Start of Dataset rows
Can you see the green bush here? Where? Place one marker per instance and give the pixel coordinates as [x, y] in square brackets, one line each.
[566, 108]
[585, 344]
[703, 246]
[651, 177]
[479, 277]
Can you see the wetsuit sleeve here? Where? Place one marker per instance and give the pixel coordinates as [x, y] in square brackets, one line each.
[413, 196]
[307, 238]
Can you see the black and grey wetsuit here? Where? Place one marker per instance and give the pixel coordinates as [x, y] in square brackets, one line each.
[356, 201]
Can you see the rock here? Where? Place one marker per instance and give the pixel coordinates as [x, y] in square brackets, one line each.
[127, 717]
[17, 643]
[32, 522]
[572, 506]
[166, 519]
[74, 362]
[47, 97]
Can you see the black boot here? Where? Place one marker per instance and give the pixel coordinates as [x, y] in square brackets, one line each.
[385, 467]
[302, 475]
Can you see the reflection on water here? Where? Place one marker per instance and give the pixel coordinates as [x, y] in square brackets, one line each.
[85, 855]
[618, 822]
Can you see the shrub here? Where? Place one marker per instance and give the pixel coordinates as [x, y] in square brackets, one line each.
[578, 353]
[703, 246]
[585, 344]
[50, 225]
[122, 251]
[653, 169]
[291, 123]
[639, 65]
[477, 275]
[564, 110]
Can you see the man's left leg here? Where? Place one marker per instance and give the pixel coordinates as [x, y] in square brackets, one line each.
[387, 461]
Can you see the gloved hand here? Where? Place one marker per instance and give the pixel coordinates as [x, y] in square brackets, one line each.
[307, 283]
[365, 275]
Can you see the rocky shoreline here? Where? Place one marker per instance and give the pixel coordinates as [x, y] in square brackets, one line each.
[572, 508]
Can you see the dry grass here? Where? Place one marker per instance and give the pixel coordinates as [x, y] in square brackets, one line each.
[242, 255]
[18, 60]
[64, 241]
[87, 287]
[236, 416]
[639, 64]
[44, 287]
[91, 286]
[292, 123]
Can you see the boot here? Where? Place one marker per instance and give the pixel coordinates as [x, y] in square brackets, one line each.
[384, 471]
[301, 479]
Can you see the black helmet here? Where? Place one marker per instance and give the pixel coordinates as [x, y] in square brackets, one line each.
End of Dataset rows
Copy out every one of the lines above, word for word and with no changes.

Can you see the green bush here? Where? Place one marker per instance and give the pixel coordinates as [x, y] in square brackets, one line each.
[566, 108]
[585, 344]
[703, 246]
[651, 177]
[479, 277]
Can you see the wetsuit sleeve here? Where? Place one marker per instance and give the pixel coordinates as [x, y] in square brackets, one line each.
[413, 196]
[307, 238]
Can you see the black and grey wetsuit here? Where? Place one marker per instance and give the pixel coordinates as [x, y] in square brackets, one line each.
[356, 201]
Can you see the rock here? Where? Place one marker per instance and give the pixel coordinates as [x, y] in square brackets, one line each.
[127, 717]
[17, 643]
[32, 522]
[572, 506]
[166, 519]
[74, 362]
[47, 97]
Can you see the black boot here? Where? Place one marker per instance and give the pixel coordinates as [x, y] in square brackets, one line each.
[385, 467]
[302, 475]
Can you see the reflection on water here? Where? Place one marker per instance and give the pixel coordinates as [x, y] in square brackets, one line each.
[85, 855]
[618, 822]
Can you see the shrub here? Where? Place one marker per instance and give the pixel coordinates as [x, y] in square brackets, one line each.
[578, 353]
[703, 246]
[585, 344]
[50, 225]
[122, 251]
[653, 169]
[291, 123]
[639, 65]
[477, 275]
[564, 110]
Can you see the man's left leg here? Where? Place one marker per instance and give the pixel coordinates as [x, y] in square brackets, one line each.
[387, 461]
Can you see the gloved hand here? Where? Place one marker per instance and give the pixel coordinates as [x, y] in square brackets, one line each.
[307, 283]
[365, 275]
Can you see the rocky shoreline here? Where? Place one marker per instance and give the pixel coordinates as [x, y] in square brackets, one line each.
[572, 508]
Can you see the dry grass here? Where? Place one marker per instance and give the pixel coordinates as [x, y] in square brackets, one line each.
[242, 255]
[18, 60]
[64, 241]
[87, 287]
[236, 416]
[639, 64]
[44, 287]
[91, 286]
[292, 123]
Can you see the boot here? Where? Place one marker per instance and give the pixel coordinates as [x, y] in square brackets, one line each.
[384, 471]
[301, 479]
Can you see the black helmet here? Where? Place one marker per instance and give the pixel coordinates as [x, y] in square brackets, one line each.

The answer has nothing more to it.